### WORK ITEM
A bare number is the expected answer: the count of lines in the records that contain the word "below".

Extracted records
^^^^^^^^

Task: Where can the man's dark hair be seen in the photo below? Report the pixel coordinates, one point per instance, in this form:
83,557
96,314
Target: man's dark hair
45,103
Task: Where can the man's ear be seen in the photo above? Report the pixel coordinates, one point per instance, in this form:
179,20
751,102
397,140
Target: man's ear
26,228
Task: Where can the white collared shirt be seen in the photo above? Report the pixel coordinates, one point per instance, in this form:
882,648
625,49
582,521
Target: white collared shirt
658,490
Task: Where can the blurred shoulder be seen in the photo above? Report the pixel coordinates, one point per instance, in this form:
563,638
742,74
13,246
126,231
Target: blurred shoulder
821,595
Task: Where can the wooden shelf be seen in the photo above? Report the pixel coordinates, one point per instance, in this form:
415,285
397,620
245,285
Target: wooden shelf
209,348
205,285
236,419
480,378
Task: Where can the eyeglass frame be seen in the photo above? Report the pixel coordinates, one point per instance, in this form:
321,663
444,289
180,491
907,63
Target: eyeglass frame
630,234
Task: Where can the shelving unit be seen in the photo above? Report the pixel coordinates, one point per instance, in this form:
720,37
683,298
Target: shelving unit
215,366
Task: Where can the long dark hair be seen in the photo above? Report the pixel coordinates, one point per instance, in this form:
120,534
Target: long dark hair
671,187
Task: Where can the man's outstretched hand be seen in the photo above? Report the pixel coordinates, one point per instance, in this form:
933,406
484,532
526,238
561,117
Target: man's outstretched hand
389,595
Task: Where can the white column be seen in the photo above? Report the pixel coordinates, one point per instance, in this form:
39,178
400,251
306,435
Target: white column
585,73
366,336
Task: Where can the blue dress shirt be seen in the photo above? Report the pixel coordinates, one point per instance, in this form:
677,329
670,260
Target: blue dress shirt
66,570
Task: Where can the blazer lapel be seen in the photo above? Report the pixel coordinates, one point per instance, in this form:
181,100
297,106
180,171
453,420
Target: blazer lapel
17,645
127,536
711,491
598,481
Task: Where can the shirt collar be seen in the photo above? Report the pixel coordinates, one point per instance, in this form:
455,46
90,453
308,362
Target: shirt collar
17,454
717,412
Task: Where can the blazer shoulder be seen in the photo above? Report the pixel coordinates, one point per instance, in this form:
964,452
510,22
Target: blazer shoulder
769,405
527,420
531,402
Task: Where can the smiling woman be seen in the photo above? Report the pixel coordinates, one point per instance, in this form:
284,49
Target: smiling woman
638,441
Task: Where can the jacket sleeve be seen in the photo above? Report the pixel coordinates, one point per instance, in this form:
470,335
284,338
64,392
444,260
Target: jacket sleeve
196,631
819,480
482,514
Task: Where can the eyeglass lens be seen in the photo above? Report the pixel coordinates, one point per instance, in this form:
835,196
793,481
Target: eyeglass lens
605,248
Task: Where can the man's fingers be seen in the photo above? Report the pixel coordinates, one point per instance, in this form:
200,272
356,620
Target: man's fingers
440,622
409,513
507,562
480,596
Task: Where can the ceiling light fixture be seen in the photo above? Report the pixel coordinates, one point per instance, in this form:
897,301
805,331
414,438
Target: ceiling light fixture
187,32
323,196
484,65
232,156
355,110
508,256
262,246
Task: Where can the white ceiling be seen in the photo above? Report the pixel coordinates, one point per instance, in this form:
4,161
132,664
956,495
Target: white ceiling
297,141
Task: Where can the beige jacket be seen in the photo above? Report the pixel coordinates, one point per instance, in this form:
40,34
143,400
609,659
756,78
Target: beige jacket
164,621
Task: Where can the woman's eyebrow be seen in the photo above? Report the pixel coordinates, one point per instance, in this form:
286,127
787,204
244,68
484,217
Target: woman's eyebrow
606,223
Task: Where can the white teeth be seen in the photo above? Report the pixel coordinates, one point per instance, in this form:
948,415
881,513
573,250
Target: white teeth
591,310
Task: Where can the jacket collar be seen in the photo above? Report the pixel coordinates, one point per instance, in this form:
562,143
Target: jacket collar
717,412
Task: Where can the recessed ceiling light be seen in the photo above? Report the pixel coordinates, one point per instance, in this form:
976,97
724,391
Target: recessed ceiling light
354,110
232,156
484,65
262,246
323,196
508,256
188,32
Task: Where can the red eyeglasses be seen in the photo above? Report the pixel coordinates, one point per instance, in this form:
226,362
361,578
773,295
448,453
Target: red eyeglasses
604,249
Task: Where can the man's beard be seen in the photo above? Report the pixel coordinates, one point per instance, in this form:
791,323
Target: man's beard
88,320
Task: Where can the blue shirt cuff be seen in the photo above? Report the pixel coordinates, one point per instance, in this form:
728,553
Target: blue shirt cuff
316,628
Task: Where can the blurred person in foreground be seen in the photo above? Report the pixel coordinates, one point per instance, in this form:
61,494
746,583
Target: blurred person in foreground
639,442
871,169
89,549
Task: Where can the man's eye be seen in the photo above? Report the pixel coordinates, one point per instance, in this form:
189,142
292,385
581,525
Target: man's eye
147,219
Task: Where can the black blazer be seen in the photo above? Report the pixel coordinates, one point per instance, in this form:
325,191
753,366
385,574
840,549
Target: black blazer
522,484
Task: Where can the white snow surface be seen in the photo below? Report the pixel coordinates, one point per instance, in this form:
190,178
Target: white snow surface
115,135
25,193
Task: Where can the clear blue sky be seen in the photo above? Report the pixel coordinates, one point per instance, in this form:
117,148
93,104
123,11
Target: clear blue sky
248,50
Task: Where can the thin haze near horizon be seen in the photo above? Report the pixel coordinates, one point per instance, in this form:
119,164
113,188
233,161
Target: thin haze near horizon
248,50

^^^^^^^^

### YOUR SOLUTION
2